What to work on
What you return must be the complete listing, unchanged.

========================

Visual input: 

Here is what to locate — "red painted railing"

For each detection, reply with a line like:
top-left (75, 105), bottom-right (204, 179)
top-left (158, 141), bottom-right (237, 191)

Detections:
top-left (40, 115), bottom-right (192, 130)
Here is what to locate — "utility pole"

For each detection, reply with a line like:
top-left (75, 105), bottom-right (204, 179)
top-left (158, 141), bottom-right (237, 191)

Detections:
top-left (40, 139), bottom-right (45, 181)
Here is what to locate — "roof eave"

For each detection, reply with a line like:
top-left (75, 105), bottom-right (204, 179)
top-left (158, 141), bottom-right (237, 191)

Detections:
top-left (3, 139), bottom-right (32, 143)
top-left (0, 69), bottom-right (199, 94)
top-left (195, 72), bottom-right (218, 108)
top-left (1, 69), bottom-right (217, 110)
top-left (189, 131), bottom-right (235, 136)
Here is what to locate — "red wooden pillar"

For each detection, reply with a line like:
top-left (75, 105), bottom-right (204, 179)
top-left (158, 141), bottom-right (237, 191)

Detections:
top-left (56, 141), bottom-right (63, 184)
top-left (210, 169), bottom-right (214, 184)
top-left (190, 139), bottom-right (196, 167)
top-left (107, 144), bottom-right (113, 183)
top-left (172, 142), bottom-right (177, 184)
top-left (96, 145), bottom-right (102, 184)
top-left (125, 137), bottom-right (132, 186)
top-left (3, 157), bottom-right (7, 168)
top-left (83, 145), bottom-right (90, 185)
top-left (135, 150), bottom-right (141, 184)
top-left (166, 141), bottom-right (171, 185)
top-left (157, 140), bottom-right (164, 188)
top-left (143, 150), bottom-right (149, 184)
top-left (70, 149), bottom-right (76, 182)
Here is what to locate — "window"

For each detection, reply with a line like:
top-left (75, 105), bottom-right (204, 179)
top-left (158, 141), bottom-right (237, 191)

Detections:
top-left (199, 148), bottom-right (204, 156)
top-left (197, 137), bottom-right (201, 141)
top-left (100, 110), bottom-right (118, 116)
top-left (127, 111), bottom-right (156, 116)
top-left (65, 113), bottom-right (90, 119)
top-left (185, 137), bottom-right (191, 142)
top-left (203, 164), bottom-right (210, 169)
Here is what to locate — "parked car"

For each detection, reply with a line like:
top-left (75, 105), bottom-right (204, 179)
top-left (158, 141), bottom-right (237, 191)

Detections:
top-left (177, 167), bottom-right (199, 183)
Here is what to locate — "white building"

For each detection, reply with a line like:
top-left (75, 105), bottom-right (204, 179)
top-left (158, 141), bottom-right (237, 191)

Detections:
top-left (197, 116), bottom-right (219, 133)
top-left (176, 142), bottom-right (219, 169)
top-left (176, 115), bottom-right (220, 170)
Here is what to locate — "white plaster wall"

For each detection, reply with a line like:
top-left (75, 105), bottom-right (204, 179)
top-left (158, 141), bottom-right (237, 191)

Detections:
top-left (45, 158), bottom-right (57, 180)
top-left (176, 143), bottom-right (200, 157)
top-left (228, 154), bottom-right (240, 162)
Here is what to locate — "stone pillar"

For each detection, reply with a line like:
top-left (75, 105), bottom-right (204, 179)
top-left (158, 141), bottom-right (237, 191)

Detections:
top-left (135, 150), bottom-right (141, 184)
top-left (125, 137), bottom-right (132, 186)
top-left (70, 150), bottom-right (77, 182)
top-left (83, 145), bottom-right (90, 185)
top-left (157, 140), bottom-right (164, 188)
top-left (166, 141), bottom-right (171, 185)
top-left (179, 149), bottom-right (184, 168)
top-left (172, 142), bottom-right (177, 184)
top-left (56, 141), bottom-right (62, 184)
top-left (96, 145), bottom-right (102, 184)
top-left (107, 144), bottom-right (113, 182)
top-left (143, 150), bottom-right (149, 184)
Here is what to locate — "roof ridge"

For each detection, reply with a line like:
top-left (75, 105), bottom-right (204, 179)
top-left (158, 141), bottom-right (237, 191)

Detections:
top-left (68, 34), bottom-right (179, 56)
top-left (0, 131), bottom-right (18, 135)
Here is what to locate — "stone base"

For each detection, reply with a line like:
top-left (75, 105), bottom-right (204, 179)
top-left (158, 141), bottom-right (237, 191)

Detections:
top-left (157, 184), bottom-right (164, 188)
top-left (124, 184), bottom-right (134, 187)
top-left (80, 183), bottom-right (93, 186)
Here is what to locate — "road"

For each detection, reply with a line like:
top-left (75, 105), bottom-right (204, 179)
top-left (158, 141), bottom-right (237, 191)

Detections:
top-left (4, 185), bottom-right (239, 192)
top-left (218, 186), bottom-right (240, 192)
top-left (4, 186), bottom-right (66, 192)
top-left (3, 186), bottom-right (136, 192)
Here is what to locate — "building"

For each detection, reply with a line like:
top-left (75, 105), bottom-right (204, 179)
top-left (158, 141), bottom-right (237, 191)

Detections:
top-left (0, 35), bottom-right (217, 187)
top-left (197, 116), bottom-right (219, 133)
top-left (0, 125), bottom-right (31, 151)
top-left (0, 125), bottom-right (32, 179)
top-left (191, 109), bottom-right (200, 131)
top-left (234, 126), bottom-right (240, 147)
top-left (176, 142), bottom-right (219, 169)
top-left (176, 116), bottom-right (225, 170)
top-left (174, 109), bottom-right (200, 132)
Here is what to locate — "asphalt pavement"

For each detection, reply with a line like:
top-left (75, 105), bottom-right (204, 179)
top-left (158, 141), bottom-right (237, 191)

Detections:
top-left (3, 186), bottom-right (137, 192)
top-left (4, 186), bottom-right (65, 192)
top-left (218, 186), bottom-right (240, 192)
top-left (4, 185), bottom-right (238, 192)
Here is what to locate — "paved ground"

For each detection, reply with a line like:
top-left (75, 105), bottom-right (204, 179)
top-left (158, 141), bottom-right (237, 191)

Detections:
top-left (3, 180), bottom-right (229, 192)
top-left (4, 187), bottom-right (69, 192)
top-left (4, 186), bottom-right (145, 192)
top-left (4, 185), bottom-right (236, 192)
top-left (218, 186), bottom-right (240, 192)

========================

Reply
Visual input: 

Here is what to locate — "red painted railing"

For each detection, reply with a line like:
top-left (75, 105), bottom-right (204, 179)
top-left (158, 141), bottom-right (237, 191)

Detections:
top-left (40, 115), bottom-right (192, 130)
Here is what to locate — "utility pole"

For each detection, reply with a line like:
top-left (75, 105), bottom-right (204, 179)
top-left (158, 141), bottom-right (237, 191)

Detections:
top-left (40, 139), bottom-right (45, 181)
Here is what to locate — "roof eave"

For each detection, reply with a line like:
top-left (75, 105), bottom-right (204, 179)
top-left (158, 141), bottom-right (237, 191)

Detections:
top-left (3, 139), bottom-right (32, 143)
top-left (0, 69), bottom-right (199, 94)
top-left (195, 72), bottom-right (218, 108)
top-left (1, 69), bottom-right (217, 110)
top-left (189, 131), bottom-right (235, 136)
Here is what to locate — "red wooden pillar"

For each detection, reply with a line like:
top-left (75, 105), bottom-right (204, 179)
top-left (158, 141), bottom-right (237, 191)

Detections:
top-left (56, 141), bottom-right (63, 184)
top-left (210, 169), bottom-right (214, 184)
top-left (190, 139), bottom-right (196, 167)
top-left (107, 144), bottom-right (113, 183)
top-left (172, 142), bottom-right (177, 184)
top-left (96, 145), bottom-right (102, 184)
top-left (125, 137), bottom-right (132, 186)
top-left (3, 157), bottom-right (7, 168)
top-left (83, 145), bottom-right (90, 185)
top-left (135, 150), bottom-right (141, 184)
top-left (166, 141), bottom-right (171, 185)
top-left (157, 140), bottom-right (164, 188)
top-left (143, 150), bottom-right (149, 184)
top-left (70, 149), bottom-right (76, 182)
Here is what to locate — "window"

For each detection, reply with a line like:
top-left (75, 105), bottom-right (204, 179)
top-left (158, 141), bottom-right (237, 191)

Detections:
top-left (199, 148), bottom-right (204, 156)
top-left (197, 137), bottom-right (201, 141)
top-left (100, 110), bottom-right (118, 116)
top-left (127, 111), bottom-right (156, 116)
top-left (65, 113), bottom-right (90, 119)
top-left (185, 137), bottom-right (191, 142)
top-left (203, 164), bottom-right (210, 169)
Here is what to locate — "parked car"

For each detection, reply with a line like:
top-left (75, 105), bottom-right (204, 179)
top-left (158, 141), bottom-right (237, 191)

Detections:
top-left (177, 167), bottom-right (199, 183)
Here is what to locate — "white building"

For each detection, reply with a line like:
top-left (75, 105), bottom-right (204, 179)
top-left (158, 141), bottom-right (237, 191)

Detections:
top-left (197, 116), bottom-right (219, 133)
top-left (176, 142), bottom-right (219, 169)
top-left (176, 115), bottom-right (220, 170)
Here is what to locate — "white plaster wall"

For each detection, reply with a line like:
top-left (75, 105), bottom-right (204, 179)
top-left (158, 141), bottom-right (237, 191)

Detections:
top-left (45, 158), bottom-right (57, 180)
top-left (176, 143), bottom-right (200, 157)
top-left (228, 154), bottom-right (240, 162)
Here is what to locate — "stone pillar"

For each detection, reply with a line like:
top-left (75, 105), bottom-right (204, 179)
top-left (158, 141), bottom-right (237, 191)

Detections:
top-left (135, 150), bottom-right (141, 184)
top-left (125, 137), bottom-right (132, 186)
top-left (70, 150), bottom-right (77, 182)
top-left (83, 145), bottom-right (90, 185)
top-left (157, 140), bottom-right (164, 188)
top-left (166, 141), bottom-right (171, 185)
top-left (179, 149), bottom-right (184, 168)
top-left (172, 142), bottom-right (177, 184)
top-left (56, 141), bottom-right (62, 184)
top-left (96, 145), bottom-right (102, 184)
top-left (107, 144), bottom-right (113, 182)
top-left (143, 150), bottom-right (149, 184)
Here is what to locate — "roof ridge"

For each detection, reply with a line like:
top-left (75, 105), bottom-right (204, 179)
top-left (158, 141), bottom-right (237, 191)

Detections:
top-left (68, 34), bottom-right (179, 56)
top-left (0, 131), bottom-right (18, 135)
Here is what to locate — "stone base"

For each detection, reply with a line like:
top-left (75, 105), bottom-right (204, 179)
top-left (158, 141), bottom-right (237, 191)

Detections:
top-left (157, 184), bottom-right (164, 188)
top-left (124, 184), bottom-right (134, 187)
top-left (80, 183), bottom-right (93, 186)
Here is what to locate — "road"

For each detection, reply with a line like:
top-left (75, 105), bottom-right (204, 179)
top-left (158, 141), bottom-right (237, 191)

Detections:
top-left (4, 185), bottom-right (239, 192)
top-left (218, 186), bottom-right (240, 192)
top-left (4, 186), bottom-right (66, 192)
top-left (3, 186), bottom-right (136, 192)
Here is what to locate — "building"

For each detection, reply with a line like:
top-left (75, 105), bottom-right (204, 179)
top-left (158, 141), bottom-right (237, 191)

Detections:
top-left (0, 35), bottom-right (217, 187)
top-left (197, 116), bottom-right (219, 133)
top-left (0, 125), bottom-right (31, 151)
top-left (0, 125), bottom-right (32, 179)
top-left (191, 109), bottom-right (200, 131)
top-left (234, 126), bottom-right (240, 147)
top-left (176, 142), bottom-right (219, 169)
top-left (176, 116), bottom-right (225, 170)
top-left (174, 109), bottom-right (200, 132)
Here is what to locate — "asphalt pavement"

For each detection, reply with a line like:
top-left (75, 105), bottom-right (204, 179)
top-left (158, 141), bottom-right (237, 191)

Detections:
top-left (3, 186), bottom-right (137, 192)
top-left (4, 186), bottom-right (65, 192)
top-left (218, 186), bottom-right (240, 192)
top-left (4, 185), bottom-right (238, 192)
Here is what to locate — "paved ground"

For each detection, reply with a line like:
top-left (75, 105), bottom-right (204, 179)
top-left (158, 141), bottom-right (237, 191)

Detections:
top-left (3, 180), bottom-right (229, 192)
top-left (4, 187), bottom-right (69, 192)
top-left (4, 186), bottom-right (145, 192)
top-left (4, 185), bottom-right (236, 192)
top-left (218, 186), bottom-right (240, 192)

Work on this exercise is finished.